__Exercise tasks__
**1.** Reproduce verbatim the passage of the expression parsing lesson between "For this program" and "for a programming language.", inclusive.
**2.** Carry the expression parsing lesson forward, starting right after its final sentence.

__Excerpt to read__
○ ○ ○ ○
# Stork, An Example Programming Language, Lesson 2: Expression Parsing

### Welcome back!

For those of you just joining, Stork is an example programming language “course” designed to demonstrate the principles of programming language implementation in 10 “lessons.” This is Lesson 2 in a series of 10, so if you’re just joining now, you may want to check out lesson 1 to gear up a bit for this story.

Lesson 2 covers the basics of parsing numerical expressions using the tokenizer implemented in Lesson 1. Evaluation of these expressions will be handled in Lesson 3.

The code for this lesson is available on github under the tag lesson2, and you can follow the discussion about this lesson on reddit.

### What is Parsing?

If a programming language is a (more) convenient language humans can use to describe tasks to computers, then parsing is the process of turning a program’s tokens into sentences, or “abstract syntax trees” (ASTs), that the computer can understand. For example, consider this simple mathematical expression for the area of a circle with radius 5:

3.14159*5*5

For this program text, the tokens would be `3.14159`

, `*`

, `5`

, `*`

, `5`

, and a parser would build the following AST for it:

Clearly, parsing is essentially “sentence diagramming” for a programming language.

This lesson covers how to transform a token stream into a parse tree like the above example. Looking at parse trees — the syntactic relationships among tokens — instead of the tokens themselves will make evaluating those expressions much easier in the next lesson.

### How does Parsing Work?

Just like a sequence of different kinds of words — nouns, verbs, adjectives, etc. — make up a sentence, a sequence of different kinds of tokens make up a statement in a programming language. *Parsers* are the programs that convert a program’s tokens into ASTs that represent the semantics of that program.

Parsers are a little more complex than tokenizers, but are still fairly simple. Essentially, a parser reads in tokens and interprets them as programming language statements until it runs out of tokens. If it can’t interpret a sequence of tokens as a valid statement, then that’s an error. (Such “unexpected token” errors are a common (and frustrating) source of compile errors.) This lesson covers how to build a parser for statements that evaluate simple numerical expressions, but many more statement types will be covered in this course as more features are added to Stork.

ASTs are simple trees that have tokens as their nodes. When parsing numerical expressions, the nodes of ASTs are either numbers (like `3.14159`

) or operators (like `*`

). Operators take arguments called *operands*, and so operators must be interior nodes with their operands as their children. Operands can be either number nodes or other operator nodes, recursively. Numbers are themselves values, so they have no children and are necessarily leaf nodes.
○ ○ ○ ○
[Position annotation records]
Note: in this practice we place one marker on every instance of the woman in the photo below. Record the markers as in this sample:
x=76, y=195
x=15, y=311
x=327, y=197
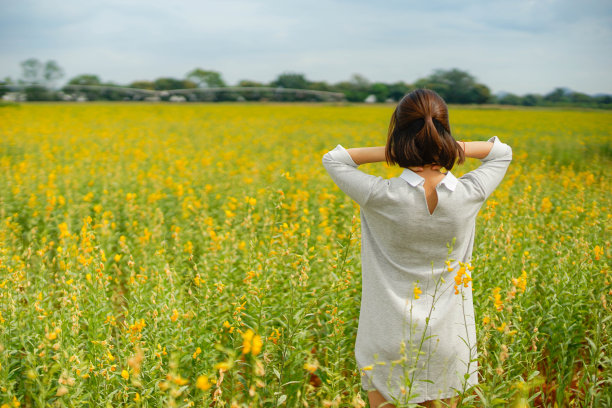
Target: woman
x=416, y=340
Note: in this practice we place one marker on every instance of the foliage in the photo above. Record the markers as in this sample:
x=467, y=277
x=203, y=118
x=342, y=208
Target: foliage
x=206, y=79
x=158, y=255
x=34, y=72
x=455, y=86
x=291, y=80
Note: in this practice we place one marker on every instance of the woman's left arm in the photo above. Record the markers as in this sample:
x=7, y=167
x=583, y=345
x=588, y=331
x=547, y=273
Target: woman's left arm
x=363, y=155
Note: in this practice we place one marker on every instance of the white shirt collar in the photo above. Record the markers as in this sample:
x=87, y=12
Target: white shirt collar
x=450, y=181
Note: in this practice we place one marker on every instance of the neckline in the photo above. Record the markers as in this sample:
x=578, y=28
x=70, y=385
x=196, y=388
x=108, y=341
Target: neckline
x=449, y=180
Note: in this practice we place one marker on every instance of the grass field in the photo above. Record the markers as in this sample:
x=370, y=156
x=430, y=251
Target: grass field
x=200, y=255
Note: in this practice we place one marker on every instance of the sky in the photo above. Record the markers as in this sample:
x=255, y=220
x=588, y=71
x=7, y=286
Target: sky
x=518, y=46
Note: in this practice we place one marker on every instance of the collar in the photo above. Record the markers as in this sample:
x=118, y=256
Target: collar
x=450, y=181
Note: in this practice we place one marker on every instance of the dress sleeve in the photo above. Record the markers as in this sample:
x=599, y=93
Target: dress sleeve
x=343, y=170
x=487, y=177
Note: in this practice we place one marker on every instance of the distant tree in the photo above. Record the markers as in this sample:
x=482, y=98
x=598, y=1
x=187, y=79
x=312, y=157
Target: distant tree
x=398, y=90
x=52, y=72
x=206, y=79
x=166, y=84
x=85, y=79
x=319, y=86
x=32, y=71
x=480, y=94
x=357, y=89
x=4, y=82
x=455, y=86
x=37, y=93
x=380, y=90
x=247, y=82
x=558, y=95
x=38, y=75
x=509, y=99
x=291, y=80
x=580, y=98
x=531, y=100
x=142, y=85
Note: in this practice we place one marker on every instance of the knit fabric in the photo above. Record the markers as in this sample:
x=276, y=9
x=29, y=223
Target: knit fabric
x=409, y=349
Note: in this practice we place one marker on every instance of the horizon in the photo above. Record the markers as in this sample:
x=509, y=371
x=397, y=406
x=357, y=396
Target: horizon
x=515, y=47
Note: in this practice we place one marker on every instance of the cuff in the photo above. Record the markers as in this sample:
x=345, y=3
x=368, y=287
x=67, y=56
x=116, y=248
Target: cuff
○ ○ ○ ○
__Response list__
**1.**
For this program text, the tokens would be `3.14159`

, `*`

, `5`

, `*`

, `5`

, and a parser would build the following AST for it:

Clearly, parsing is essentially “sentence diagramming” for a programming language.

**2.**
Example of Valid and Invalid Numerical Expression ASTs

#### Handling Ambiguity

Interestingly, simple numerical expressions are ambiguous, which is to say that there is more than one valid AST for a given valid numerical expression. For example, the mathematical expression for the area of a circle with radius 5 given above:

3.14159*5*5

can actually be parsed legally in two different ways:

Both ASTs are perfectly valid. In this case, both expression trees would result in the same value because multiplication is associative, but for other expressions, like `1-2-3`

, this ambiguity is unacceptable because evaluating the different ASTs would result in different answers. Programming languages define operator associativity and order of operations rules for all operators to eliminate this kind of ambiguity, but ultimately these rules boil down to following conventions taught in grade school.

Operator associativity is actually a familiar concept from arithmetic, but is never given a name in most classrooms. Operator associativity resolves ambiguity when the same operator (or similar operators) are applied one after the other in sequence, as in `1+2+3`

. There are two kinds of associativity: left-associative, where a sequence of operators *binds* left-first, and right-associative, where a sequence of operators *binds* right-first. Addition, for example, is left-associative: In the expression `1+2+3`

, the `1+2`

is evaluated first, so the expression evaluates like `(1+2)+3`

rather than `1+(2+3)`

. Unary negative, on the other hand, is right-associative, so `--3`

(“negative negative 3”) evaluates like `-(-3)`

. Associativity resolves ambiguity by simple convention.

Order of operations is also familiar, but most people probably remember it as PEMDAS: parentheses, exponents, multiplication, division, addition, subtraction. In an expression that uses multiple operators, like `1+2*3`

, order of operations dictates which part of the expression should be evaluated first. In this example, multiplication has *higher precendence* than addition, so it binds more tightly and is evaluated first. So, `1+2*3`

is evaluated as `1+(2*3)`

rather than `(1+2)*3`

. Again, order of operations resolves ambiguity by simple convention.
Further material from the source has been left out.